(Beginning of Source document)

Workflow
Statistical Analysis for REDCap Data: A Practical Guide
Statistics for clinical researchers and surgical trainees
In short
Export your data from REDCap as a raw-data CSV file, check whether your numbers are normally distributed, then pick a test based on the type of each variable. StatsPlease reads REDCap column headers directly and chooses the correct test for you.
REDCap is the most widely used tool for collecting data in clinical research. It is excellent at building forms, validating entries, and tracking patients over time. What it does not do is analyse your data — that step is left entirely to you. The path from a REDCap export to a finished results section has more decisions in it than most trainees expect. This guide walks through all of them. As a running example, imagine a researcher studying primary biliary cirrhosis who collects urine copper levels and hepatomegaly (enlarged liver) status in REDCap.
Exporting your data from REDCap
In REDCap, use the Data Export Tool and choose the CSV / Microsoft Excel option in "raw data" format. Raw data keeps the underlying numbers, which is what statistical software needs; the "labels" option exports the text descriptions instead, which then have to be converted back before analysis. Keep the field names as your column headers. If your study follows patients over several visits, export with the event names included so you can tell the time points apart. Finally, use REDCap's built-in de-identification option to remove any identifying details before the file leaves the system.
Matching REDCap field types to statistics
Each REDCap field type lines up with a type of statistical variable, and that type determines how you summarise and test it.
| REDCap field type | Statistical type | How you summarise it |
|---|---|---|
| Text / Number | Continuous | Mean ± SD, or Median [IQR] |
| Radio button / Dropdown | Categorical | Count and percentage |
| Checkbox | Binary / Categorical | Count and percentage |
| Slider / Visual analogue scale | Continuous or Ordinal | Median [IQR] |
| Calculated field | Continuous | Mean ± SD, or Median [IQR] |
("Continuous" means a true measurement like a serum level or a time. "Categorical" means a label like yes/no or which group. "Ordinal" means an ordered score like a symptom rating.)
Choosing the right test
| Your data | What you are comparing | Test to use |
|---|---|---|
| Continuous, normal, n above 30 | Two groups | Independent t-test |
| Continuous, not normal or n below 30 | Two groups | Mann-Whitney U |
| Continuous, normal | Three or more groups | One-way ANOVA |
| Continuous, not normal or n below 30 | Three or more groups | Kruskal-Wallis |
| Categorical | Any groups | Chi-square or Fisher's exact |
| Ordered score (e.g. symptom rating) | Two groups | Mann-Whitney U |
| Continuous | Relationship between two | Spearman or Pearson correlation |
The choice between chi-square and Fisher's exact for categorical data follows a simple rule based on the expected counts in your table.1
The normality problem in REDCap data
Most clinical REDCap datasets have fewer than 50 patients per group. At that size you cannot assume your data are normally distributed — you have to test for it. Run a Shapiro-Wilk test on every continuous outcome before choosing a test.2 If its p-value is above 0.05, a parametric test is acceptable; if it is 0.05 or below, use the non-parametric version instead.3 When in doubt, choose the non-parametric test — being cautious here is never wrong.

(End of Source document)
(Beginning of Extracted information)

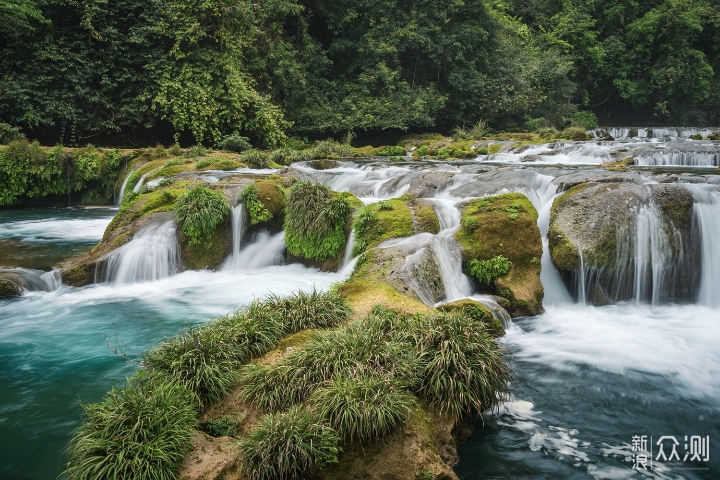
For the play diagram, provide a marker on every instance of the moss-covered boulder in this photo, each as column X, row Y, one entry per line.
column 505, row 227
column 477, row 311
column 602, row 222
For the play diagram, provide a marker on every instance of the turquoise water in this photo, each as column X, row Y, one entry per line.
column 53, row 354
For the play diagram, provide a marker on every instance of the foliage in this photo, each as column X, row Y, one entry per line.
column 234, row 143
column 141, row 431
column 196, row 151
column 8, row 133
column 288, row 445
column 257, row 159
column 257, row 210
column 485, row 271
column 392, row 151
column 199, row 211
column 225, row 426
column 363, row 408
column 315, row 221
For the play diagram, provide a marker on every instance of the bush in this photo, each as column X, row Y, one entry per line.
column 363, row 408
column 584, row 119
column 234, row 143
column 196, row 151
column 171, row 163
column 315, row 221
column 256, row 209
column 392, row 151
column 464, row 372
column 257, row 159
column 288, row 445
column 142, row 431
column 204, row 162
column 8, row 133
column 485, row 271
column 199, row 211
column 469, row 224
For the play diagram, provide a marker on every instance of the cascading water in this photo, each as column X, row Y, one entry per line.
column 151, row 255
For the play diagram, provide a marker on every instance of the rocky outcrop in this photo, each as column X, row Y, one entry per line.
column 609, row 228
column 506, row 226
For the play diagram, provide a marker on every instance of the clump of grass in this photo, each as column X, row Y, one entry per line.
column 314, row 309
column 257, row 210
column 141, row 431
column 199, row 211
column 196, row 151
column 315, row 221
column 234, row 143
column 485, row 271
column 363, row 408
column 288, row 445
column 257, row 159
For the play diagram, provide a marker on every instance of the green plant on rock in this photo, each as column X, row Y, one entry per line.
column 288, row 445
column 196, row 151
column 485, row 271
column 234, row 143
column 256, row 209
column 315, row 221
column 392, row 151
column 141, row 431
column 199, row 211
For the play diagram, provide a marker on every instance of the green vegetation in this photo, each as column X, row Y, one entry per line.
column 486, row 271
column 199, row 212
column 140, row 431
column 287, row 445
column 30, row 171
column 315, row 221
column 256, row 209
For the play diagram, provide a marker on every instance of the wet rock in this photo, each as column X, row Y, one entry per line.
column 506, row 225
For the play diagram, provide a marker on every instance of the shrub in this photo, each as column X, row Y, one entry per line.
column 257, row 210
column 204, row 162
column 8, row 133
column 392, row 151
column 234, row 143
column 225, row 426
column 257, row 159
column 171, row 163
column 199, row 211
column 363, row 408
column 288, row 445
column 485, row 271
column 315, row 221
column 464, row 372
column 196, row 151
column 469, row 224
column 584, row 119
column 142, row 431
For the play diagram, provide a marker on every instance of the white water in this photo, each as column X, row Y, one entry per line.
column 707, row 216
column 152, row 254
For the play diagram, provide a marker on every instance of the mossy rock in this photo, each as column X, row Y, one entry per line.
column 476, row 311
column 9, row 289
column 506, row 225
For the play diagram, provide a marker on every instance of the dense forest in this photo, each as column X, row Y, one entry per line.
column 141, row 71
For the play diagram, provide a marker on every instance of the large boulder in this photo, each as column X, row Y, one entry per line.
column 620, row 236
column 506, row 226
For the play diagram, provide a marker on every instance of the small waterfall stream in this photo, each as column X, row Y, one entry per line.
column 151, row 255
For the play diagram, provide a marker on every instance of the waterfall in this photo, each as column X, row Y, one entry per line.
column 151, row 255
column 457, row 284
column 348, row 249
column 707, row 218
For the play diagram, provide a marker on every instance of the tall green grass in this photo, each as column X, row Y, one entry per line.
column 141, row 432
column 288, row 445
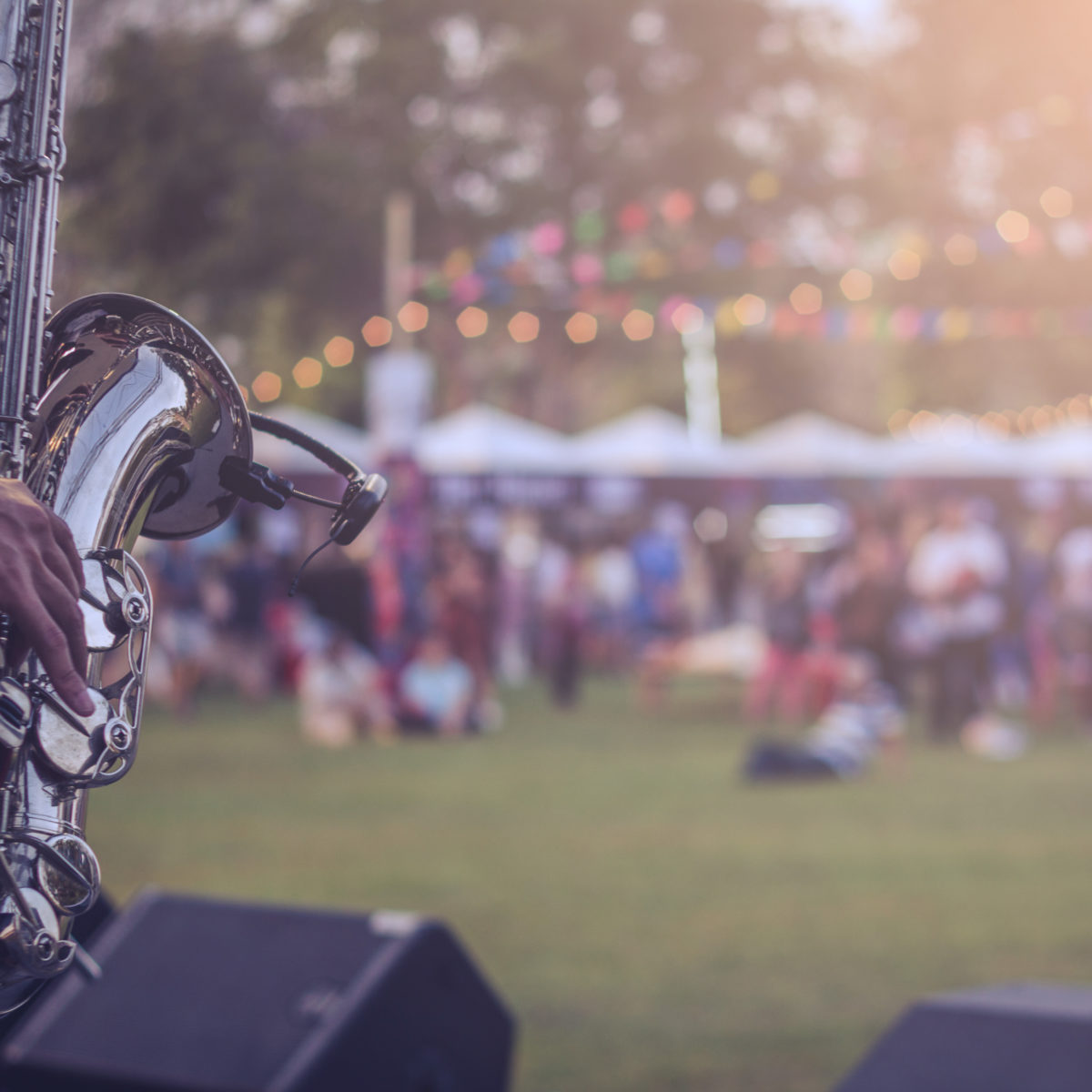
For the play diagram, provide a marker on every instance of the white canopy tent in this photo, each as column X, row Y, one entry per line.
column 809, row 445
column 480, row 440
column 650, row 442
column 1066, row 452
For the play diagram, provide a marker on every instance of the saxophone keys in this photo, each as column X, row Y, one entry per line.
column 94, row 749
column 68, row 874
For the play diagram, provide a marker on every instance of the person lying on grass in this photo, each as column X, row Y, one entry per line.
column 862, row 723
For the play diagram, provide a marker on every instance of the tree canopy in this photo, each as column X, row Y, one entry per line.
column 234, row 159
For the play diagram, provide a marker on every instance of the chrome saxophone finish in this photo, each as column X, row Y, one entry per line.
column 33, row 50
column 118, row 415
column 137, row 415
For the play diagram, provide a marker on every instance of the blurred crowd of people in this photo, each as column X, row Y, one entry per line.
column 960, row 603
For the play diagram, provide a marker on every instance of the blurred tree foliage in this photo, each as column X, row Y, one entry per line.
column 232, row 157
column 986, row 108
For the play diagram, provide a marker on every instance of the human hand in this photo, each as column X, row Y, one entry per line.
column 41, row 579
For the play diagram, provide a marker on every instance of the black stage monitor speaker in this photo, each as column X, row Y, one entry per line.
column 203, row 996
column 1026, row 1037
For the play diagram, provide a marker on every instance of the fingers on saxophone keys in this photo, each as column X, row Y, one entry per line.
column 59, row 550
column 53, row 622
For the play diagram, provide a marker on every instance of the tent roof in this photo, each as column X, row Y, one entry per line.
column 649, row 441
column 480, row 440
column 812, row 445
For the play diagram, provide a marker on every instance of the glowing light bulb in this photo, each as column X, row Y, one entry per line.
column 377, row 331
column 638, row 326
column 806, row 298
column 472, row 322
column 856, row 285
column 308, row 372
column 523, row 327
column 267, row 387
column 582, row 328
column 339, row 352
column 1014, row 227
column 413, row 317
column 749, row 309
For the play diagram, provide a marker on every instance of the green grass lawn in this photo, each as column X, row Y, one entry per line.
column 654, row 923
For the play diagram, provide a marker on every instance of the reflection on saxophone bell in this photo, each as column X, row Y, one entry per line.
column 136, row 419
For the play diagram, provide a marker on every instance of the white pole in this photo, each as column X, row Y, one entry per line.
column 700, row 376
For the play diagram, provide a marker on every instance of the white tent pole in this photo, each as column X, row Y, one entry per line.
column 700, row 377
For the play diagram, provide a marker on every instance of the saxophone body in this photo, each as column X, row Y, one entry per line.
column 118, row 415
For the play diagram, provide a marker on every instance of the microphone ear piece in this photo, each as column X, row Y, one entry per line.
column 359, row 506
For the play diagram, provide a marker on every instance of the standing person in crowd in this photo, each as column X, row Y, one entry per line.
column 463, row 611
column 436, row 691
column 864, row 591
column 956, row 573
column 1073, row 562
column 781, row 685
column 250, row 578
column 183, row 627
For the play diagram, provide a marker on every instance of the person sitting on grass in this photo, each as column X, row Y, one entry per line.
column 341, row 693
column 436, row 691
column 862, row 722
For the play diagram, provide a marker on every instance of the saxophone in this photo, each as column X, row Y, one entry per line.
column 119, row 416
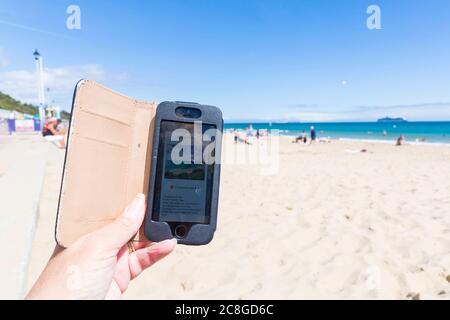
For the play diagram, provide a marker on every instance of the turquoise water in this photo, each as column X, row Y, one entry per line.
column 435, row 132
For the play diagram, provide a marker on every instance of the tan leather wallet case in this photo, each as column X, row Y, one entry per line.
column 107, row 160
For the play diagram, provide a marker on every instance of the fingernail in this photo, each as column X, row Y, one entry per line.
column 133, row 210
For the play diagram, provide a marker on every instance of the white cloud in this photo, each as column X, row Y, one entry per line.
column 22, row 84
column 4, row 61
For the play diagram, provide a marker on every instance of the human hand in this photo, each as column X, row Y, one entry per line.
column 99, row 265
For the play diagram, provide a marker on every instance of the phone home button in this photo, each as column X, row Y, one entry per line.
column 181, row 231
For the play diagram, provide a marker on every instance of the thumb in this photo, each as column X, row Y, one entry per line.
column 122, row 229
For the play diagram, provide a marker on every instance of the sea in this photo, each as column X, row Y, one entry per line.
column 421, row 132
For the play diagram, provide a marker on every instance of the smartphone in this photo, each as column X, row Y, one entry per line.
column 185, row 173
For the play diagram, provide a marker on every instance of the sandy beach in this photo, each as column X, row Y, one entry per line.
column 332, row 223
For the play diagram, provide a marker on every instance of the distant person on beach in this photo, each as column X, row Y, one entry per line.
column 52, row 133
column 400, row 140
column 101, row 265
column 303, row 138
column 313, row 134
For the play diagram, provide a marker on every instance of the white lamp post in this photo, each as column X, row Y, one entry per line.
column 40, row 84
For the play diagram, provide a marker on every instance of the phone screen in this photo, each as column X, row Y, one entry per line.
column 184, row 172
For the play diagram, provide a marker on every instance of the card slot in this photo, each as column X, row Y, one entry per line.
column 101, row 129
column 94, row 187
column 101, row 101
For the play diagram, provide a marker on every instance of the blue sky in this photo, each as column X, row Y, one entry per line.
column 256, row 59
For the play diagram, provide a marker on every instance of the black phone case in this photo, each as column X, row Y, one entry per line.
column 199, row 234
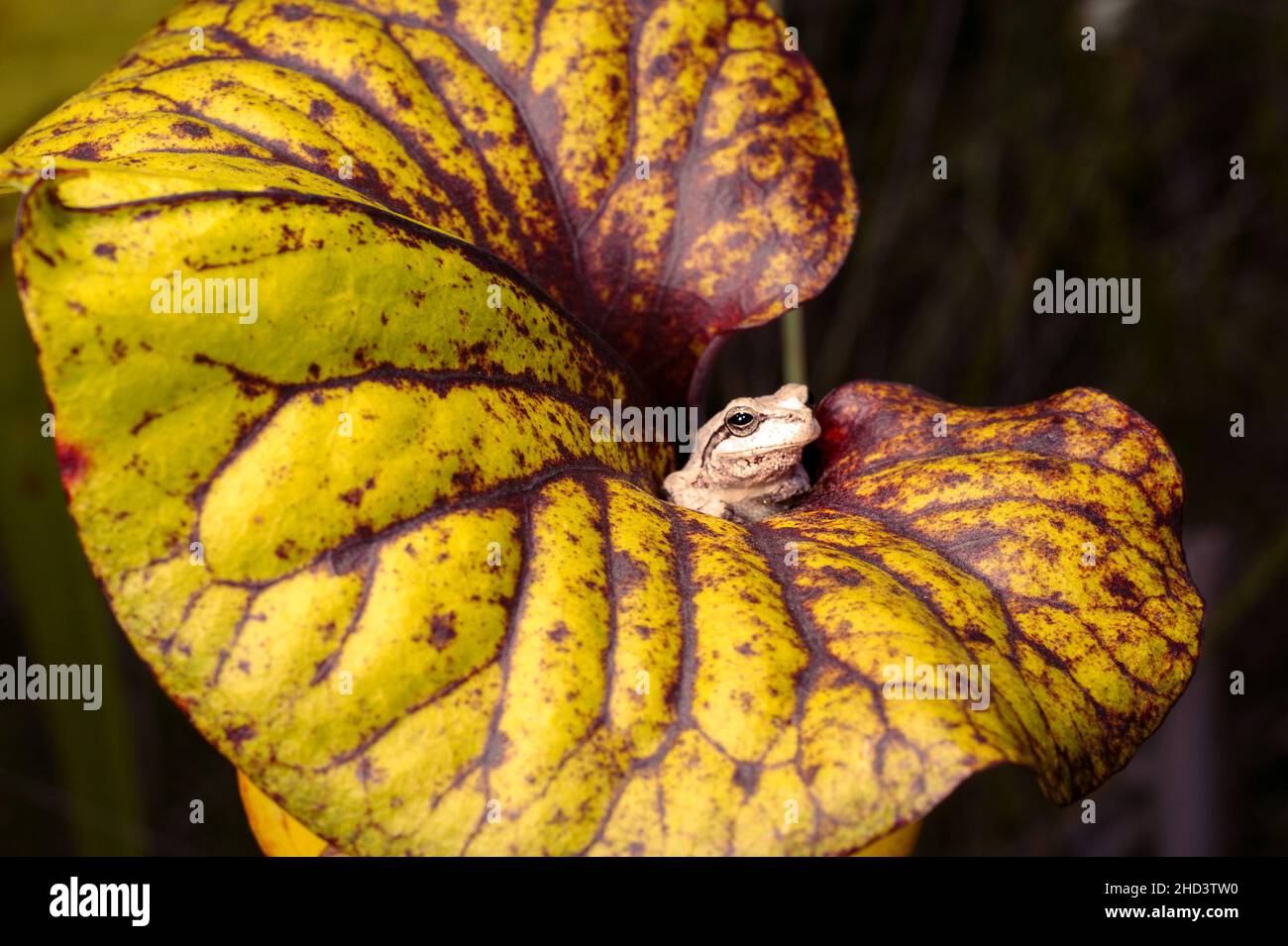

(End of Extracted information)

### Assigned task 1
In the REDCap statistics guide, could you rewrite the paragraph that begins "In REDCap, use the Data Export Tool" as a short bulleted list that keeps its main facts?
### Assigned task 2
Can you write the next part of the REDCap statistics guide, starting after its final sentence?

### Answer 1
- Use the Data Export Tool and choose CSV / Microsoft Excel in "raw data" format.
- Raw data keeps the underlying numbers that statistical software needs. The "labels" option exports text descriptions, which must be converted back before analysis.
- Keep the field names as column headers.
- For studies that follow patients over several visits, include event names so the time points can be told apart.
- Use REDCap's built-in de-identification option to remove identifying details before the file leaves the system.

### Answer 2
Uploading REDCap data to StatsPlease
Export the raw-data CSV from REDCap and upload it straight to StatsPlease. There is no reformatting, no renaming of columns, and no manual recoding — StatsPlease reads REDCap column headers directly. Choose your outcome variable (here, urine copper) and your grouping variable (hepatomegaly) and run. In auto-select mode, StatsPlease runs the Shapiro-Wilk normality check and assigns the correct test before computing the result.
Detected: continuous outcome, 2 independent groups
→ Shapiro-Wilk (hepatomegaly present): p < .001 → non-normal
→ Shapiro-Wilk (hepatomegaly absent): p < .001 → non-normal
→ Test selected: Mann-Whitney U
| Group | n | Median | IQR |
|---|---|---|---|
| Hepatomegaly present | 159 | 88.00 µg/day | 52.00–159.00 |
| Hepatomegaly absent | 151 | 58.00 µg/day | 33.00–94.50 |
U = 15901.5 · p < .001 · r = 0.28 (medium)
Urine copper was significantly higher in patients with hepatomegaly (median 88.00 µg/day, IQR 52.00–159.00) than in those without (median 58.00, IQR 33.00–94.50), U = 15901.5, p < .001, r = .28.
Example output. Figures are illustrative.
Example data: Vanderbilt University Department of Biostatistics public teaching datasets (hbiostat.org/data). Figures computed with scipy from real data.
Why not SPSS?
Many researchers reach for SPSS out of habit. Here is how the two compare.
| Feature | SPSS | StatsPlease |
|---|---|---|
| Cost | approx. $1,290/year | Free during open access |
| Underlying engine | SPSS proprietary | scipy and statsmodels (open source) |
| REDCap import | Manual setup | Native CSV upload |
| Output formatting | Build tables by hand | Auto-formatted for journals |
| Reproducibility | Requires a saved syntax file | Automatic |
| Independent checking | SPSS only | Any platform |
Both use the same underlying statistical methods, so the results are the same.
SPSS pricing is approximate and varies by region, licence type, and institutional agreement. Shown for comparison only.
The methods statement
When you publish, name your software. For example: "Statistical analysis was performed using StatsPlease (statsplease.com), powered by scipy and statsmodels. Normality was assessed with the Shapiro-Wilk test, and non-parametric tests were used where normality was rejected (p < 0.05)." StatsPlease generates this statement automatically, with the correct version numbers, in your downloadable report.
Try it yourself
Reproduce this result — in StatsPlease or SPSS
The auto-selected result above comes from a public dataset, so you can run the same comparison yourself and confirm the numbers agree.
In StatsPlease
- Download the PBC dataset (see Data Sources) and save it as CSV.
- Upload it and choose urine copper as the outcome and hepatomegaly as the group.
- Run in auto-select mode. StatsPlease runs Shapiro-Wilk, selects Mann-Whitney U, and reports U, p, and r.
In SPSS
- Open the same CSV. Check normality first with Analyze ▸ Descriptive Statistics ▸ Explore (read the Shapiro-Wilk p-value).
- Because it is non-normal, run Analyze ▸ Nonparametric Tests ▸ Independent Samples (Mann-Whitney U).
- Read U and the p-value from the output.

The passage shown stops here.